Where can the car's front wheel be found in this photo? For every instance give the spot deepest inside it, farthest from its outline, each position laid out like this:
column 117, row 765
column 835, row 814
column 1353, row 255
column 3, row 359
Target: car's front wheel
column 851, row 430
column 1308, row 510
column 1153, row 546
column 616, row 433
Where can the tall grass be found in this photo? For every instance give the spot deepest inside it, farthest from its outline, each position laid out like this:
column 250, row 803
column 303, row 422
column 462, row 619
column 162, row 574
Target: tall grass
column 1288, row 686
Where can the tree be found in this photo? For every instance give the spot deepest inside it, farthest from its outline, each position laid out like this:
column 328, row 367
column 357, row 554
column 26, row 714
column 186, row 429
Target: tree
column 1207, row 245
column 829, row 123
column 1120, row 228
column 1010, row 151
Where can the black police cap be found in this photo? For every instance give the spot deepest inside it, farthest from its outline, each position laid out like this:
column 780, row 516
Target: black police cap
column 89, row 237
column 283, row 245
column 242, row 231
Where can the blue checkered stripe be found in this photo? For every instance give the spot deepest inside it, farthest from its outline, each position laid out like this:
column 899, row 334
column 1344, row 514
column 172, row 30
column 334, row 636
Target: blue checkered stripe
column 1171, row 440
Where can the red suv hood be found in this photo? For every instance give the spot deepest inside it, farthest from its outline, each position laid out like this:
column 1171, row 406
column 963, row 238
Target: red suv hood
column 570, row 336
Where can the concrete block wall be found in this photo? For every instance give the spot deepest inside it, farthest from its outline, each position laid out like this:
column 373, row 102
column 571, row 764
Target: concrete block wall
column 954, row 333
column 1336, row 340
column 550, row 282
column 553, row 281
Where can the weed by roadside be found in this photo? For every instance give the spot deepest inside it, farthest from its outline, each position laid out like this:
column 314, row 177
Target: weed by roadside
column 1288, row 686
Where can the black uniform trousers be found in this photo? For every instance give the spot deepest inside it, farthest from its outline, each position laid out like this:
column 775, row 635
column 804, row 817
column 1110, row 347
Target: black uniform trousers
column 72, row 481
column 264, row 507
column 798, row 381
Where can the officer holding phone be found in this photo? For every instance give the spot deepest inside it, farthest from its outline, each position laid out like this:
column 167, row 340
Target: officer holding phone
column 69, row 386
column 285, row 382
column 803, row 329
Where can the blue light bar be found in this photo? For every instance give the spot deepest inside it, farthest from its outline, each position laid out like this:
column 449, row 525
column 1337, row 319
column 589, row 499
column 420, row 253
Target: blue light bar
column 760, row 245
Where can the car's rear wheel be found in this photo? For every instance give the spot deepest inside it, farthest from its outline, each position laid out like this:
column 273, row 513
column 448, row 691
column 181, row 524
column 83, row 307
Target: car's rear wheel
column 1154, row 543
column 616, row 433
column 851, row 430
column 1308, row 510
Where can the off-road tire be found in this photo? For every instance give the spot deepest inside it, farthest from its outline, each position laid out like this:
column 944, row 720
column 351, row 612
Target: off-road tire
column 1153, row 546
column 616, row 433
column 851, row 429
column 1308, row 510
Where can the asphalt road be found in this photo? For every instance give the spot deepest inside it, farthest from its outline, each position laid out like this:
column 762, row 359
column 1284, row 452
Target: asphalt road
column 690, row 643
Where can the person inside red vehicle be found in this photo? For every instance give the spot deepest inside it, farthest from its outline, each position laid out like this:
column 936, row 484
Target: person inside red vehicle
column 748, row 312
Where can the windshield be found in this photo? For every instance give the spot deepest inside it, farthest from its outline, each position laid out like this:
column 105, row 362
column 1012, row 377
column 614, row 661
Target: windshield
################
Write the entire listing out again, word for word.

## Output for this task
Where can the car's front wheel be found in this photo? For every instance give the spot deepest inside it, farthest from its outline, each position laid out like this:
column 117, row 765
column 835, row 814
column 1353, row 255
column 3, row 359
Target: car's front wheel
column 851, row 430
column 1308, row 510
column 1153, row 546
column 616, row 433
Where can the tall grass be found in this photo? For every instance give the spot deepest inside it, farthest from its outline, each position laid out like this:
column 250, row 803
column 303, row 422
column 462, row 619
column 162, row 574
Target: tall grass
column 1288, row 686
Where can the tree be found in this photo? For every instance give the spot deepest inside it, farthest from its outline, each position laid out like this:
column 328, row 367
column 357, row 554
column 26, row 714
column 186, row 429
Target: tree
column 1207, row 245
column 829, row 123
column 1120, row 228
column 1010, row 151
Where can the black police cap be found in this photo? For every instance give the spot deepest inside it, farthest from its outline, each position laid out like this:
column 780, row 516
Target: black police cap
column 89, row 237
column 283, row 245
column 242, row 231
Where can the blue checkered stripe be found in this photo? For every instance give the spot deepest inside it, farthest from its outline, each position laid out like this:
column 899, row 334
column 1344, row 514
column 172, row 30
column 334, row 636
Target: blue checkered stripe
column 1171, row 440
Where can the red suv hood be found in this photo? For every instance give the spot deepest inside it, farthest from its outline, each position laid out like this:
column 1171, row 406
column 963, row 238
Target: red suv hood
column 570, row 336
Where can the concrete block wall be found in this photo? For every instance give the spot deepest inside it, farthest from its outline, each position laid out like this:
column 373, row 102
column 571, row 764
Target: concrete block wall
column 954, row 333
column 1336, row 340
column 550, row 282
column 553, row 281
Where can the weed by roadside be found in this photo? For every instance give the spot deepest inside it, farthest from its outline, each position laid out like this:
column 314, row 177
Target: weed by roadside
column 1288, row 686
Where can the black uniform trousers be found in this photo? For every instance give the spot deepest inside it, farthest from its outline, each position laid out like this:
column 775, row 635
column 804, row 817
column 1110, row 347
Target: black uniform trousers
column 72, row 481
column 264, row 507
column 798, row 381
Where can the officer holding phone be found in this photo? For every instance give the spot deepest inside it, farthest from its outline, each position laid out like this:
column 167, row 340
Target: officer holding phone
column 69, row 386
column 285, row 382
column 803, row 329
Where can the blue light bar be found in this photo? For every instance give the spot deepest inside it, farthest from its outline, each position laid out like this:
column 449, row 525
column 1337, row 319
column 589, row 499
column 420, row 253
Target: blue light bar
column 760, row 245
Where can the car's rear wheel be found in this photo? For every instance give the spot deepest inside it, farthest from its outline, each position laid out like this:
column 273, row 513
column 448, row 691
column 181, row 524
column 83, row 307
Target: car's rear wheel
column 1154, row 543
column 616, row 433
column 851, row 430
column 1308, row 510
Where can the off-road tire be found in this photo? For every instance give the spot deepest inside it, farthest from its outline, each position laid out like this:
column 944, row 720
column 351, row 612
Target: off-road tire
column 1153, row 546
column 616, row 433
column 851, row 429
column 1308, row 510
Where can the asphalt road be found in this photo? For every instance give the spot deepest inside it, farthest from its outline, each position laid out like this:
column 762, row 359
column 1284, row 452
Target: asphalt road
column 690, row 643
Where can the person inside red vehicle be found in this photo? For every instance give the spot deepest inside it, farthest from its outline, each position laid out like this:
column 936, row 484
Target: person inside red vehicle
column 748, row 312
Where can the windshield be found in this photo? For every instance give the spot deepest inside it, farthest from its outline, each position laid out like this:
column 105, row 362
column 1012, row 377
column 614, row 661
Target: windshield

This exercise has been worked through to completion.